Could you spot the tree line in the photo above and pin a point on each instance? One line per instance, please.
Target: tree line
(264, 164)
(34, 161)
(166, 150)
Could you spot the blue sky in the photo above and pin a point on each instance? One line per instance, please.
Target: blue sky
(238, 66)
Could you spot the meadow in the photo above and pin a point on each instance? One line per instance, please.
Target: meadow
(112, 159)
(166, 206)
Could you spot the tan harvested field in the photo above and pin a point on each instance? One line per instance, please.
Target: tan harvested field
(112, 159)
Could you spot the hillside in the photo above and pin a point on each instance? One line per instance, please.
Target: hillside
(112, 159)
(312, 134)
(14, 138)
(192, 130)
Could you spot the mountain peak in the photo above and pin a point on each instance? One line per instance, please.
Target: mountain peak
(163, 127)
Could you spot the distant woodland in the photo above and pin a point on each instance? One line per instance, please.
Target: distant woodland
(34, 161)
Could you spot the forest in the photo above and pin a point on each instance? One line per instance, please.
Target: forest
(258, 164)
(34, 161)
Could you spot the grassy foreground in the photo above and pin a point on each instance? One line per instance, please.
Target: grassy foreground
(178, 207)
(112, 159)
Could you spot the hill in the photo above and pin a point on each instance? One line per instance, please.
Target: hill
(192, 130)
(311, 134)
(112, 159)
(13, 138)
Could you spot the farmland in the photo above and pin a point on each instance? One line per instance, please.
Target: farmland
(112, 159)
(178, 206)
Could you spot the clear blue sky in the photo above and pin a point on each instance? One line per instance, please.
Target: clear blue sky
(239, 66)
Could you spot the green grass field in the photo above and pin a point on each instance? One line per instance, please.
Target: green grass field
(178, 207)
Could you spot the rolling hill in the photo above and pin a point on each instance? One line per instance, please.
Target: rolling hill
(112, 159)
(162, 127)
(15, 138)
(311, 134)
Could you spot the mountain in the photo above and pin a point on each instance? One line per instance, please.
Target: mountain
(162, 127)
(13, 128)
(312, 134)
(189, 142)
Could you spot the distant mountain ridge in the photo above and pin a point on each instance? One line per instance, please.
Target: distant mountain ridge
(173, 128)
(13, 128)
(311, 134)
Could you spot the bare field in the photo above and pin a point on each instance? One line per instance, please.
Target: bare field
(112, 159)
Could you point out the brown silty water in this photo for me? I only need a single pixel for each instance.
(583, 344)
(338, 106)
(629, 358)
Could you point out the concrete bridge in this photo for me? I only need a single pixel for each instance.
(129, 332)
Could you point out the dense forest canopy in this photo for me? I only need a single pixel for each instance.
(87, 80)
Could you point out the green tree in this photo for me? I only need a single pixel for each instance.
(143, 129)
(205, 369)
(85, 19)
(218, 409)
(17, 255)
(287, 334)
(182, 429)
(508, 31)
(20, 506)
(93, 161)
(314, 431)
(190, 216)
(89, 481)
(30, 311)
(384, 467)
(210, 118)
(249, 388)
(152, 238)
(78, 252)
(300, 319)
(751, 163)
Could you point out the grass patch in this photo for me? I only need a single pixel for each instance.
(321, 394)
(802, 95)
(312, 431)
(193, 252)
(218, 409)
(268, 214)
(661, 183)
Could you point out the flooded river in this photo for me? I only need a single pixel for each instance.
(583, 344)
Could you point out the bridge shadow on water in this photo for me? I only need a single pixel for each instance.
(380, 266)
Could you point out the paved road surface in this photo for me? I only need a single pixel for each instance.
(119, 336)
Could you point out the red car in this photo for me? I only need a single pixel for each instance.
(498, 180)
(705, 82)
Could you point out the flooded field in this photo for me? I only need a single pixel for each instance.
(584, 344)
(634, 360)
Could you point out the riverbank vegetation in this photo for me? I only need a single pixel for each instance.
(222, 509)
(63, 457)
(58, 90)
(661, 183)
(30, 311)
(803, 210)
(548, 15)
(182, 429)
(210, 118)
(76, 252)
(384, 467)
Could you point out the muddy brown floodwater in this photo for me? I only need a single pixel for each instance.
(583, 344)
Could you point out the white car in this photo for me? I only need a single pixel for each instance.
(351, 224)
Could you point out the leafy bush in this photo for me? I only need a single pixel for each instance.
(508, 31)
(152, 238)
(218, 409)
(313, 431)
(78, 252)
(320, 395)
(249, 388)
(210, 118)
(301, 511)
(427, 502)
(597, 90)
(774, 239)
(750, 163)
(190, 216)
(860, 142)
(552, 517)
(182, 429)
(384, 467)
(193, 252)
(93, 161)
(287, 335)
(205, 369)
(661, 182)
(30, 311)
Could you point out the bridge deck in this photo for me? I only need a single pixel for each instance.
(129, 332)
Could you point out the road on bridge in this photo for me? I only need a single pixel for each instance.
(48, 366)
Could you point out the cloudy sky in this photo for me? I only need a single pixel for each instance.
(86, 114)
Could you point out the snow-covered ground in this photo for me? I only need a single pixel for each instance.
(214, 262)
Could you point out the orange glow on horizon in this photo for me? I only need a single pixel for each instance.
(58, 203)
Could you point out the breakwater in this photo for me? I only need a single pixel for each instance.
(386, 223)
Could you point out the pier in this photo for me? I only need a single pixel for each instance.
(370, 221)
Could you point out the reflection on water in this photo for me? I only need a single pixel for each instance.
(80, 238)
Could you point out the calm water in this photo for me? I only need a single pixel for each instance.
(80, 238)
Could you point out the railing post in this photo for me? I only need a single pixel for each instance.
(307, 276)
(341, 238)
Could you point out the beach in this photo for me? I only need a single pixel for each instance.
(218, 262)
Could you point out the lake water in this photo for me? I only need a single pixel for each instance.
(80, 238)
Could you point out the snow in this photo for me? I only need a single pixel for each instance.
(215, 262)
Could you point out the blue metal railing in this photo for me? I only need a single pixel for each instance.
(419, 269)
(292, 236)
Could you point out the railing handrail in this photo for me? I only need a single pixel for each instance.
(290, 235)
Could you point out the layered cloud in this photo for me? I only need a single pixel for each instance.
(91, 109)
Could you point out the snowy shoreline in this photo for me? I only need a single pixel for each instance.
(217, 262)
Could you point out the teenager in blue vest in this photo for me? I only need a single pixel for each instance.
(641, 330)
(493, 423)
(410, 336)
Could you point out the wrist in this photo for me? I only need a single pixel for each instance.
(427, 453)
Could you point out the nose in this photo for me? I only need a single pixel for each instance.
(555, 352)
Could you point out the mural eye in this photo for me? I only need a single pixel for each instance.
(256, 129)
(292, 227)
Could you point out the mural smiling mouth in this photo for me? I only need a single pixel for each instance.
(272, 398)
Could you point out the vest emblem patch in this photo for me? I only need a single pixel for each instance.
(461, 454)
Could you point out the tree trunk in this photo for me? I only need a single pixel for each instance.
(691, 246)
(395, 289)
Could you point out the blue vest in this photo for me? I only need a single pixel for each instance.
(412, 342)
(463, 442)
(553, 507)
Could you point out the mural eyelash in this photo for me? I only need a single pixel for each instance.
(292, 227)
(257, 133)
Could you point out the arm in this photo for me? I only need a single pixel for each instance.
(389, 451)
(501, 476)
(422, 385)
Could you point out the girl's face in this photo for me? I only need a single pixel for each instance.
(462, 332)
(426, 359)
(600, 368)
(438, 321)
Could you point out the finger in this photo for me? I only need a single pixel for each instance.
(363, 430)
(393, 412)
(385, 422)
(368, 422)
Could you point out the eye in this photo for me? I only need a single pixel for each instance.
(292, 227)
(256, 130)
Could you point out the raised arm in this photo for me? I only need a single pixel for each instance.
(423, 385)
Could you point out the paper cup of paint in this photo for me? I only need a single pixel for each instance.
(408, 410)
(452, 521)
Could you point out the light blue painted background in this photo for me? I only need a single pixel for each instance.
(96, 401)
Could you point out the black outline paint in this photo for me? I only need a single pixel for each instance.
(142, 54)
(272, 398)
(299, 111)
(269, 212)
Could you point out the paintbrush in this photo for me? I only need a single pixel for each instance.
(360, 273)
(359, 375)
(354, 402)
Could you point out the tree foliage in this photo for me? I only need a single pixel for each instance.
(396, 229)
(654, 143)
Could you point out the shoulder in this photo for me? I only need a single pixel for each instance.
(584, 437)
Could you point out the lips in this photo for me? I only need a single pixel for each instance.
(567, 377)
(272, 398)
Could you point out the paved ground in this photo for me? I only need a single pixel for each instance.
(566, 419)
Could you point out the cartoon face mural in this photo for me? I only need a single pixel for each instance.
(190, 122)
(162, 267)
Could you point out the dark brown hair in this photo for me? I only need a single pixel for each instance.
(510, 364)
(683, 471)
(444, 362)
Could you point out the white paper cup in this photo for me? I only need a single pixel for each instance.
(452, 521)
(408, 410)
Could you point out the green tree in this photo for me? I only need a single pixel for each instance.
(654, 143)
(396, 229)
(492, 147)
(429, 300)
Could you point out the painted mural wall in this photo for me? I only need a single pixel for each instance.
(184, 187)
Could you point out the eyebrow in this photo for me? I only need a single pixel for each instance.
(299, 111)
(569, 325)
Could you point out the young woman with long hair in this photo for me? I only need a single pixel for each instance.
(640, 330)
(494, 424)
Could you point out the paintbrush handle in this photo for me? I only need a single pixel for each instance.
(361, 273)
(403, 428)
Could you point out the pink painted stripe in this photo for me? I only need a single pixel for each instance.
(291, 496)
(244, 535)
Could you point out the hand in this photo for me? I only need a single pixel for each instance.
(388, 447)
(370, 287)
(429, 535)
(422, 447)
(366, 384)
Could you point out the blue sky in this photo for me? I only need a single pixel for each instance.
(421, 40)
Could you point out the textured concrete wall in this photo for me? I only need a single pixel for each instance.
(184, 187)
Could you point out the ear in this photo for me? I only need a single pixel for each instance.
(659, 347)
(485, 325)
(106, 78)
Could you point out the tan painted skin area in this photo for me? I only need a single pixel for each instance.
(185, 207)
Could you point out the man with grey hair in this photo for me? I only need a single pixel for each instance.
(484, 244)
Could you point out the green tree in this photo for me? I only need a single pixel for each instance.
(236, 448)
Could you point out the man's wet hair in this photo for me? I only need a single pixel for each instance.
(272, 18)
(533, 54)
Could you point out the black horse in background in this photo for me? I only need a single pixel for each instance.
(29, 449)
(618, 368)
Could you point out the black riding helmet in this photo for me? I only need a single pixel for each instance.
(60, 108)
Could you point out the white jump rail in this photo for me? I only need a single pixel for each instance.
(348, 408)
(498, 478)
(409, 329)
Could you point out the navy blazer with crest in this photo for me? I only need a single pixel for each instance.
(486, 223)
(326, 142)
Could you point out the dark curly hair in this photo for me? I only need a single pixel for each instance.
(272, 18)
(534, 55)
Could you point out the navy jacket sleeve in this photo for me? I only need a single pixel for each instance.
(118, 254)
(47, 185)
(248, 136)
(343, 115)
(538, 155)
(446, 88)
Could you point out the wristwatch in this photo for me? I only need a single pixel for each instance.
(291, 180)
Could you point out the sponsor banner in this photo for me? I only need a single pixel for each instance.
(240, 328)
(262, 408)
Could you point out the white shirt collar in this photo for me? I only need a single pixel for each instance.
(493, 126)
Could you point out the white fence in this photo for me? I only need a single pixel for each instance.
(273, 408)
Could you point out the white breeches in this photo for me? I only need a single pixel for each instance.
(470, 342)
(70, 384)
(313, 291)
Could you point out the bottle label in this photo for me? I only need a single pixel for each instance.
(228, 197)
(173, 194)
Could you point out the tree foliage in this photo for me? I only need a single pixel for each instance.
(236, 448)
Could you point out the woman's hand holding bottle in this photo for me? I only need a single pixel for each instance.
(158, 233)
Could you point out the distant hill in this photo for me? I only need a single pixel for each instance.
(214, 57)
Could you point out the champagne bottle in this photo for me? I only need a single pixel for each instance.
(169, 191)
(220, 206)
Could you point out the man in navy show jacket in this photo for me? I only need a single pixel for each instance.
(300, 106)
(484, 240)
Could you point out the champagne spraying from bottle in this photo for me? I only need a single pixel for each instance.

**Exercise requirements:**
Transcribe the line that contains "Could you point out the woman's" exactly, then each line after it through the end of the material. Nothing else belongs in the output.

**Task response:**
Could you point out the woman's hand holding bottle in this photo for me? I only need a single pixel for each instance.
(158, 233)
Could you point out the distant hill in this photo for me? I only need a single pixel for each instance.
(214, 57)
Could you point out the champagne bottle in this photo for me? I only need a single pixel for each instance.
(169, 191)
(220, 206)
Could you point out the man in navy show jacket in this photo for me? I only need a single pixel for each instance.
(300, 106)
(484, 240)
Could you point out the champagne spraying from bottle in this photo for me? I only need a single pixel for each instance.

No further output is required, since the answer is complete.